— Begin Records to use —

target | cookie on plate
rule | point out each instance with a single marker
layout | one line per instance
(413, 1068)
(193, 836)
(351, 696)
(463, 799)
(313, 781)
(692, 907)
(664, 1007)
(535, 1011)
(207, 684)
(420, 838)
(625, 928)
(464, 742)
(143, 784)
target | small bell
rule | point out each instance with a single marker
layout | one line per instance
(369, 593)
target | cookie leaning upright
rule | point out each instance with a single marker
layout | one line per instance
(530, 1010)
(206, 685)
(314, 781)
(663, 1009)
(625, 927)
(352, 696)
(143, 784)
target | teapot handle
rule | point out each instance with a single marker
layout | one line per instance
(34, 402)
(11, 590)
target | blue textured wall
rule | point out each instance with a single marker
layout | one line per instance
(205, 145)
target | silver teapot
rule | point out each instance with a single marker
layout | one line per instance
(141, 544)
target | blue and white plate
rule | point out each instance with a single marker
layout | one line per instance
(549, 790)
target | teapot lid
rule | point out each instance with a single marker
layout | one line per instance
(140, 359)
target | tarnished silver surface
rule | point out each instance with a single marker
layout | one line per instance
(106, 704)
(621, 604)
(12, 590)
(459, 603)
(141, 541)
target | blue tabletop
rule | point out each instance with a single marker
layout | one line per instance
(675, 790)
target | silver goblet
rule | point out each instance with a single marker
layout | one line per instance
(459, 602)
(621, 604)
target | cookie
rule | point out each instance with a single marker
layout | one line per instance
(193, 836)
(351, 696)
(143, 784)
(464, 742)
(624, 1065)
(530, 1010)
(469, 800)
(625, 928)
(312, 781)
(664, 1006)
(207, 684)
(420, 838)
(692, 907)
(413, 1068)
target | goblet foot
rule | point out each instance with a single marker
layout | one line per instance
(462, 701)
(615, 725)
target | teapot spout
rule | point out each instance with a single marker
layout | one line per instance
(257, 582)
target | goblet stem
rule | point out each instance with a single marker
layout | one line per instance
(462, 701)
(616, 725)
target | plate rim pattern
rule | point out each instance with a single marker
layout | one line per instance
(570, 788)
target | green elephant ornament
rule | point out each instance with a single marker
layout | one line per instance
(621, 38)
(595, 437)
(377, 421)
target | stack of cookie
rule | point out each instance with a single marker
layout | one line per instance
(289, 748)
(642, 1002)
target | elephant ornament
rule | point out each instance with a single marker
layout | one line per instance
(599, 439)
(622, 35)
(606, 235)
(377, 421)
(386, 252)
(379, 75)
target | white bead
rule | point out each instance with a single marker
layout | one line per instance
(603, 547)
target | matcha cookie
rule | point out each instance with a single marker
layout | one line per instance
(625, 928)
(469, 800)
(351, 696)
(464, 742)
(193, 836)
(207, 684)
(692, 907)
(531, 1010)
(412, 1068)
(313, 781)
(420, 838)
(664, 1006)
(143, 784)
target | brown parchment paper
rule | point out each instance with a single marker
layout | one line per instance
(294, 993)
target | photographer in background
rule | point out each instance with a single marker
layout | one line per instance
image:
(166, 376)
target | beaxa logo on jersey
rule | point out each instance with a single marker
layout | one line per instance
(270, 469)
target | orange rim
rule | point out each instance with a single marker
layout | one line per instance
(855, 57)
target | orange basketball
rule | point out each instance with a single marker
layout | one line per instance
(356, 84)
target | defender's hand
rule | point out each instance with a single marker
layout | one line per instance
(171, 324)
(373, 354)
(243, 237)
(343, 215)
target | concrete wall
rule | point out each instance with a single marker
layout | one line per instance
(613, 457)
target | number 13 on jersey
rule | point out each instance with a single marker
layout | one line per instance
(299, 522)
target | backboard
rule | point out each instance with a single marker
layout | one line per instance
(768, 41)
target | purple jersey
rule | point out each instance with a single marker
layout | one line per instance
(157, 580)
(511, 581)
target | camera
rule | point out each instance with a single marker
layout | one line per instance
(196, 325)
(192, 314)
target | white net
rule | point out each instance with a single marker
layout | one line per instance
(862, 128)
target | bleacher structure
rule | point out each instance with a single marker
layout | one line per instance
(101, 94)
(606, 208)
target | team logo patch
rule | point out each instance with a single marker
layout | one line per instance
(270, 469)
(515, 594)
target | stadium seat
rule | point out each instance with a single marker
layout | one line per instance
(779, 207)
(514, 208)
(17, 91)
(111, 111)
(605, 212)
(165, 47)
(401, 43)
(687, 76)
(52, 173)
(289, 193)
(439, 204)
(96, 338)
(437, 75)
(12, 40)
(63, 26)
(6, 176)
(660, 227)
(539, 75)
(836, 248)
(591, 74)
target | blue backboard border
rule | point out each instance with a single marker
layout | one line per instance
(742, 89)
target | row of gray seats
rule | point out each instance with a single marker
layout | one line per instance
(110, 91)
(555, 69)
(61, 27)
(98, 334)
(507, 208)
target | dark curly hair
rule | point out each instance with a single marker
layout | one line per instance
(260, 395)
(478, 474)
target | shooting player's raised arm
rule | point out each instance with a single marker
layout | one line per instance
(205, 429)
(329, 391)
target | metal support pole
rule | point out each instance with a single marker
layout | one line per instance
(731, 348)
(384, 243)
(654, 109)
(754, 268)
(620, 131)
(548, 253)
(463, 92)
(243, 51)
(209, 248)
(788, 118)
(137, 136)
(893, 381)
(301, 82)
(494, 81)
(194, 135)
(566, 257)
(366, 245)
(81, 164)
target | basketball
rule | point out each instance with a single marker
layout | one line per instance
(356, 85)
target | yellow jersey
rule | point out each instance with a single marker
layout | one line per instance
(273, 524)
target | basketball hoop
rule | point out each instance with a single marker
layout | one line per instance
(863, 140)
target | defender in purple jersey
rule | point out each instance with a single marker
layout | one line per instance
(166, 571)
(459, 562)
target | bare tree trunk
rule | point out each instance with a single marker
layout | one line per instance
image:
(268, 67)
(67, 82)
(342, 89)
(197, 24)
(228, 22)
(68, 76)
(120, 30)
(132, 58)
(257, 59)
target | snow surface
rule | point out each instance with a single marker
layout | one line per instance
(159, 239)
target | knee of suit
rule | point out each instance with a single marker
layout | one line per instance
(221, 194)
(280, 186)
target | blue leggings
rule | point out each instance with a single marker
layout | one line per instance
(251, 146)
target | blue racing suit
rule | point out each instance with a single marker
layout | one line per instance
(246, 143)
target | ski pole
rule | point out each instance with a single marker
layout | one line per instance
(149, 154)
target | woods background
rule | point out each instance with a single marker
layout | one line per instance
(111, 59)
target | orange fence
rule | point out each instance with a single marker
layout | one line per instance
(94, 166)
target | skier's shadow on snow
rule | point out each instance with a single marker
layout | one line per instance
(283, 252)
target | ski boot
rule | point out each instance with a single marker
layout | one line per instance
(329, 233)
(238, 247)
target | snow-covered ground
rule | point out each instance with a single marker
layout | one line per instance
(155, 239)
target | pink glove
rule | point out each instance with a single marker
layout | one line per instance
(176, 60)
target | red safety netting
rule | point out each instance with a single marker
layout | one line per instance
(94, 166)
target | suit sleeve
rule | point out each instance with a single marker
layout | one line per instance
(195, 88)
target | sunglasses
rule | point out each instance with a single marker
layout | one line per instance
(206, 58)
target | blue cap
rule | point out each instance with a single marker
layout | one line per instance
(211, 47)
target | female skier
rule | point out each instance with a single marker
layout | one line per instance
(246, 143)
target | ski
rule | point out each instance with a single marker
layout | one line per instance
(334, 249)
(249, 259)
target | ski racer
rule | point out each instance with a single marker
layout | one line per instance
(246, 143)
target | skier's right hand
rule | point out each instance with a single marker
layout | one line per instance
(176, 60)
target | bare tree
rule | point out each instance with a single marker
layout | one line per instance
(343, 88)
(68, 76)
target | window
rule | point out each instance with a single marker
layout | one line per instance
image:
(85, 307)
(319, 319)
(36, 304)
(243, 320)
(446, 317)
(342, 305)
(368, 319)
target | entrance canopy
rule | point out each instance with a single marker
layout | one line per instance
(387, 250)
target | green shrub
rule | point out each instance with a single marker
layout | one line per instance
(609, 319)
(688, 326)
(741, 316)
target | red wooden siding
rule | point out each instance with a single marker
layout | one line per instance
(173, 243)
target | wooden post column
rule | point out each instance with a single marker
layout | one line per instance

— End Records to use —

What you will do: Could you give again exactly the lines from the line containing "target | ski racer" through the final line of the data above, and no others?

Task response:
target | ski racer
rule | point out each instance with a single marker
layout | one line per instance
(246, 143)
target | skier's right hand
rule | point out each instance with a single marker
layout | one line per instance
(176, 60)
target | bare tree
rule | point out each instance with a single marker
layout | one line per instance
(343, 88)
(68, 76)
target | window
rule | point out each instance with a single marker
layout | one line per instance
image:
(85, 307)
(319, 319)
(36, 304)
(243, 320)
(446, 317)
(342, 305)
(368, 319)
target | entrance canopy
rule | point out each instance with a single marker
layout | one line per instance
(387, 250)
target | green shrub
rule | point out each instance with a single marker
layout | one line per instance
(609, 319)
(688, 326)
(741, 316)
target | red wooden siding
rule | point out each instance with a single marker
layout | one line per instance
(173, 243)
target | wooden post column
rule | point out each instance with a single marker
layout | one line per instance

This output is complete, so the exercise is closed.